__EXERCISE__.
Rewrite the records below, changing each "one point per instance" to "one point for each instance" and leaving everything else untouched.

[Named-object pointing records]
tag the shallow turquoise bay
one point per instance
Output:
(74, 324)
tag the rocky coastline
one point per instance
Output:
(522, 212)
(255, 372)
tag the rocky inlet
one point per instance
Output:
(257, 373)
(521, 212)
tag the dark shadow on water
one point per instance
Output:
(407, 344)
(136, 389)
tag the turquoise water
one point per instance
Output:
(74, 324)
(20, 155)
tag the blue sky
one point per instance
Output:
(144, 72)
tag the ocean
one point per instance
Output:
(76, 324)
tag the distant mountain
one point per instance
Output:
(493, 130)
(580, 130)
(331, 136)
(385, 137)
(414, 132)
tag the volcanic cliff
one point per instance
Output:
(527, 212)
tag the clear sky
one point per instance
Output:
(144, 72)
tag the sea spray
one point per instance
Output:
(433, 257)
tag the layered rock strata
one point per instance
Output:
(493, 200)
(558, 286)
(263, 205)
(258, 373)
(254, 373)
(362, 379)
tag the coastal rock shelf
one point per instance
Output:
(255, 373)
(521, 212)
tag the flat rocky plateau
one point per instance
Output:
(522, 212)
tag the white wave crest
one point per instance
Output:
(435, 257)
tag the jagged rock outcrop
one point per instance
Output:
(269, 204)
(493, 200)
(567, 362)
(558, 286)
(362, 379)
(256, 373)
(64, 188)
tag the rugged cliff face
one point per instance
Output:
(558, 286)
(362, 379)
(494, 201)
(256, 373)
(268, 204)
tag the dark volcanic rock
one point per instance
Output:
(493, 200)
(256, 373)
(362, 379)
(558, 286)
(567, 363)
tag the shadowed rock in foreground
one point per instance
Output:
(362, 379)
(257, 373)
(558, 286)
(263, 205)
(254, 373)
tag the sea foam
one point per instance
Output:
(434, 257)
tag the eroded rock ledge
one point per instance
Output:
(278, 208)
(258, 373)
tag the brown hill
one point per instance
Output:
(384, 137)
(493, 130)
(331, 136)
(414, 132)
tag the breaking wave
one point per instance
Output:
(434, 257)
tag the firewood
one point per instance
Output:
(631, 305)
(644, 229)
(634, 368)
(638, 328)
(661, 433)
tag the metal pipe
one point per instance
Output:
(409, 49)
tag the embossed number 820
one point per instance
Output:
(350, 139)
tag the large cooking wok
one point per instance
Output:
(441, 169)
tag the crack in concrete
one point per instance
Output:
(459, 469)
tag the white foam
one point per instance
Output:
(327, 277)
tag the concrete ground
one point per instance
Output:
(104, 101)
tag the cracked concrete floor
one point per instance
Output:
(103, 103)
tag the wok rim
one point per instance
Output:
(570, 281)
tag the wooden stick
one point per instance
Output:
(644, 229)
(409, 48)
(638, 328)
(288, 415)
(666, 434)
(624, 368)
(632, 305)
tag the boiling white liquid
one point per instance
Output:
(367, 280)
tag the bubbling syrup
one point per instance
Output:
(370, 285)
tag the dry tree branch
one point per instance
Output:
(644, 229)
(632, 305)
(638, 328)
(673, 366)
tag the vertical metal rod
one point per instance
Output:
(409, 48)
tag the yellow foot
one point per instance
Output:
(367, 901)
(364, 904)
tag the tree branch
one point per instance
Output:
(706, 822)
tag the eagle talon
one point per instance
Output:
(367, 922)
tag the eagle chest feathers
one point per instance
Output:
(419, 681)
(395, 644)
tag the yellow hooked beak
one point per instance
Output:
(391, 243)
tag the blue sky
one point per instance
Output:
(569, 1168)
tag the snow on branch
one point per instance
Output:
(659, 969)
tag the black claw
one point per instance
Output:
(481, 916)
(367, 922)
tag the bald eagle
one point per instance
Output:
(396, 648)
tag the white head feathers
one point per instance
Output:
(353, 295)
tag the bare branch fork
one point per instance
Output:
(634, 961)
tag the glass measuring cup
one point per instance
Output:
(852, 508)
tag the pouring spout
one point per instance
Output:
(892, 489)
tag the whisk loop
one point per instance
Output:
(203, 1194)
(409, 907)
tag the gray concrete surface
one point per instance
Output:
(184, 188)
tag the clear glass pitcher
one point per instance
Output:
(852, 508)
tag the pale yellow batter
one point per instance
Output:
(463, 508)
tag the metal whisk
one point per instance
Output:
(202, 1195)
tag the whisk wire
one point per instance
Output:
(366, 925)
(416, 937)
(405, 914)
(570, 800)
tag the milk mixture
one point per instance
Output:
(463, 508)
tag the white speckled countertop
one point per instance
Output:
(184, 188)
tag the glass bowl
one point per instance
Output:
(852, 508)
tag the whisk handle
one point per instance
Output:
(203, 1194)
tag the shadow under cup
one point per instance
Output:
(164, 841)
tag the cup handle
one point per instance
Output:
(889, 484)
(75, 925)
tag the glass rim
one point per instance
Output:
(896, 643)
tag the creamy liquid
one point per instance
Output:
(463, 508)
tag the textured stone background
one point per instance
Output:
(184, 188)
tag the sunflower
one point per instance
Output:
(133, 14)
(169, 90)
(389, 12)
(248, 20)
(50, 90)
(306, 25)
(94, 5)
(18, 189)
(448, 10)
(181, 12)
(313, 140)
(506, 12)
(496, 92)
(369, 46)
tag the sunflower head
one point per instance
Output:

__SOLUTION BELOW__.
tag the shallow turquoise bay
one point for each instance
Output:
(74, 324)
tag the rocky coastline
one point for each instance
Output:
(522, 212)
(255, 372)
tag the rocky inlet
one point for each instance
Output:
(257, 373)
(521, 212)
tag the dark shadow on water
one point for each instance
Output:
(407, 344)
(136, 389)
tag the turquoise water
one point for each instance
Output:
(74, 324)
(20, 155)
tag the blue sky
one point for each instance
Output:
(144, 72)
tag the ocean
one point for each instance
Output:
(76, 324)
tag the distant mountain
one point for each instance
Output:
(493, 130)
(580, 130)
(331, 136)
(385, 137)
(414, 132)
tag the volcanic cliff
one point for each instance
Output:
(527, 212)
tag the clear sky
one point for each instance
Output:
(144, 72)
tag the sea spray
one point for each instance
Output:
(433, 257)
tag the layered rock strata
one point for each instance
Output:
(493, 200)
(558, 286)
(263, 205)
(258, 373)
(254, 373)
(362, 379)
tag the coastal rock shelf
one point for each instance
Output:
(255, 373)
(521, 212)
tag the flat rocky plateau
one point for each instance
Output:
(522, 212)
tag the white wave crest
one point for each instance
Output:
(435, 257)
tag the jagged rock outcrop
one point for each instance
Output:
(269, 204)
(493, 200)
(567, 362)
(558, 286)
(362, 379)
(256, 373)
(64, 188)
tag the rugged cliff face
one point for each instance
Output:
(558, 286)
(362, 379)
(494, 201)
(256, 373)
(268, 204)
tag the dark volcanic rock
one point for each instance
Output:
(493, 200)
(256, 373)
(362, 379)
(558, 286)
(567, 363)
tag the shadowed rock in foreground
one point for each instance
Output:
(362, 379)
(257, 373)
(558, 286)
(263, 205)
(254, 373)
tag the sea foam
one point for each instance
Output:
(434, 257)
tag the eroded rock ledge
one point for each instance
Output:
(278, 208)
(258, 373)
tag the brown hill
one point for each instance
Output:
(384, 137)
(493, 130)
(331, 136)
(414, 132)
tag the breaking wave
one point for each instance
Output:
(434, 257)
tag the firewood
one point for each instance
Output:
(631, 305)
(644, 229)
(634, 368)
(638, 328)
(661, 433)
tag the metal pipe
one point for each instance
Output:
(409, 49)
tag the embossed number 820
one point for each instance
Output:
(350, 139)
tag the large cooking wok
one point for each instance
Output:
(441, 169)
tag the crack in concrete
one point for each instance
Output:
(459, 469)
tag the white foam
one point for each instance
Output:
(327, 277)
tag the concrete ground
one point for each instance
Output:
(104, 101)
tag the cracked concrete floor
one point for each instance
Output:
(103, 103)
tag the wok rim
one point for each instance
Output:
(570, 281)
tag the wooden stick
one point for each instance
Output:
(644, 229)
(409, 48)
(638, 328)
(288, 415)
(666, 434)
(624, 368)
(632, 305)
tag the boiling white liquid
one point for each instance
Output:
(367, 280)
tag the bubbling syrup
one point for each instance
Output:
(370, 285)
tag the dry tree branch
one point for each instance
Output:
(644, 229)
(632, 305)
(638, 328)
(673, 366)
tag the vertical metal rod
one point for each instance
Output:
(409, 48)
tag the yellow foot
one point for each instance
Output:
(367, 901)
(364, 904)
tag the tree branch
one point for each instance
Output:
(706, 822)
tag the eagle talon
one point for each instance
Output:
(367, 922)
tag the eagle chest feathers
one point for each instance
Output:
(419, 681)
(395, 644)
tag the yellow hooked beak
one point for each instance
Output:
(391, 243)
tag the blue sky
one point for each instance
Output:
(569, 1168)
tag the snow on branch
one point for each instance
Output:
(659, 969)
tag the black claw
one point for each instance
Output:
(481, 916)
(367, 922)
tag the bald eagle
one point for each instance
Output:
(396, 648)
tag the white head feathers
one point for each instance
Output:
(353, 295)
tag the bare branch fork
one point for each instance
Output:
(634, 961)
tag the glass measuring cup
one point for each instance
Output:
(852, 508)
tag the pouring spout
one point for each instance
Output:
(892, 489)
tag the whisk loop
one point for each instance
Output:
(203, 1194)
(409, 907)
tag the gray concrete surface
one point for each instance
Output:
(184, 188)
tag the clear glass pitcher
one point for each instance
Output:
(852, 508)
tag the pale yellow batter
one point for each instance
Output:
(463, 508)
tag the metal whisk
one point for each instance
Output:
(202, 1195)
tag the whisk wire
one point for each instance
Output:
(366, 925)
(416, 937)
(405, 914)
(570, 800)
tag the milk mixture
one point for each instance
Output:
(463, 508)
tag the white speckled countertop
one point for each instance
Output:
(184, 188)
tag the glass bowl
one point for each instance
Output:
(852, 508)
tag the whisk handle
one point for each instance
Output:
(203, 1194)
tag the shadow under cup
one point for each instance
Output:
(164, 841)
tag the cup handle
one point for each instance
Output:
(889, 484)
(75, 925)
tag the glass rim
one point for each instance
Output:
(896, 643)
tag the creamy liquid
one point for each instance
Output:
(463, 508)
tag the textured stone background
one point for each instance
Output:
(184, 188)
tag the sunflower
one point for each instance
Output:
(133, 14)
(169, 90)
(389, 12)
(248, 20)
(50, 90)
(306, 25)
(94, 5)
(18, 189)
(448, 10)
(181, 12)
(313, 140)
(506, 12)
(496, 92)
(369, 46)
tag the sunflower head
one point for each instance
Output:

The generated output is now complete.